[start]
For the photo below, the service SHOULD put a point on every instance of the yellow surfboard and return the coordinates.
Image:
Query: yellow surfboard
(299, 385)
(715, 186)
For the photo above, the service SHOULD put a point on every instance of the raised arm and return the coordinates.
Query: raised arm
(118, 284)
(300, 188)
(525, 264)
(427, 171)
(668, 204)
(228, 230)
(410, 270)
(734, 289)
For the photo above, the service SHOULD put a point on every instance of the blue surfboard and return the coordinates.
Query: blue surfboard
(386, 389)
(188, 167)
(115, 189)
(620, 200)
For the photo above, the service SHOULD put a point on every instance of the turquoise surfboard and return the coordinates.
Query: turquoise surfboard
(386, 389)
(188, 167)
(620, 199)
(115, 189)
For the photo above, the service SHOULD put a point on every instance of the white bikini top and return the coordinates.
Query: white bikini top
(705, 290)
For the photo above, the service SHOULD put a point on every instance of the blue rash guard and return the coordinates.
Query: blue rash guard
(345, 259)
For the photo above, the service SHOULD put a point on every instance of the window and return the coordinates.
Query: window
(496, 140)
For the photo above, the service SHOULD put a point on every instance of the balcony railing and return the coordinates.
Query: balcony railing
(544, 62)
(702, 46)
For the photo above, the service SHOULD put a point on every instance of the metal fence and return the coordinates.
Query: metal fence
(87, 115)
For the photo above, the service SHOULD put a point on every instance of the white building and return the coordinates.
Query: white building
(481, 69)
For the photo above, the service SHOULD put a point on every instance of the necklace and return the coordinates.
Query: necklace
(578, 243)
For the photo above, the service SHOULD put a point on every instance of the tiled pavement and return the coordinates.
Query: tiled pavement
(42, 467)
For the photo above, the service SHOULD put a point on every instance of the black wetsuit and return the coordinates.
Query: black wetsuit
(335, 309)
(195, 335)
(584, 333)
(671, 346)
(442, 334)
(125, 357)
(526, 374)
[end]
## THE REQUEST
Give back all the records exactly as they stand.

## ANSWER FOR THE TASK
For the photo below, the service SHOULD put a point on every instance of the yellow surfboard and return the coordinates.
Image:
Query: yellow surfboard
(299, 385)
(715, 186)
For the photo above, the service SHOULD put a point on every instance of the raised arm and return the coordinates.
Query: raised arm
(118, 284)
(300, 188)
(525, 264)
(427, 171)
(668, 204)
(228, 230)
(410, 270)
(734, 289)
For the photo above, the service SHOULD put a point on every instance of the blue surfboard and return the coordinates.
Query: blue surfboard
(386, 389)
(188, 167)
(115, 189)
(620, 200)
For the photo above, the service SHOULD put a point on every instance of the turquoise surfboard and return the coordinates.
Query: turquoise surfboard
(386, 389)
(188, 167)
(620, 199)
(115, 189)
For the photo above, the service SHOULD put a point on every instance of the white bikini top and return the coordinates.
Query: white bikini top
(705, 290)
For the photo above, the service SHOULD put a point on every instance of the blue rash guard and return the coordinates.
Query: blue rash guard
(345, 259)
For the photo above, the service SHOULD put a point on every instance of the window and return the coordinates.
Query: window
(496, 140)
For the photo above, the service SHOULD put a point on every instance of the balcony railing and return the coordinates.
Query: balcony railing
(544, 62)
(702, 46)
For the photo above, the service SHOULD put a point on every instance of the metal fence and return the coordinates.
Query: metal fence
(87, 115)
For the photo above, the service SHOULD put a point on every instance of the white building and return the coordinates.
Query: white building
(481, 69)
For the photo above, the service SHOULD put a point on every instance of the necklace and return the coordinates.
Query: necklace
(578, 243)
For the photo above, the service SHOULD put a point on every instance of the tiled pavement and return the coordinates.
Query: tiled pavement
(42, 467)
For the photo above, the service SHOULD put a point on every instance of the black wetsuit and return the coordinates.
Query: black wetsuit
(335, 309)
(195, 335)
(584, 333)
(671, 346)
(442, 334)
(125, 357)
(526, 374)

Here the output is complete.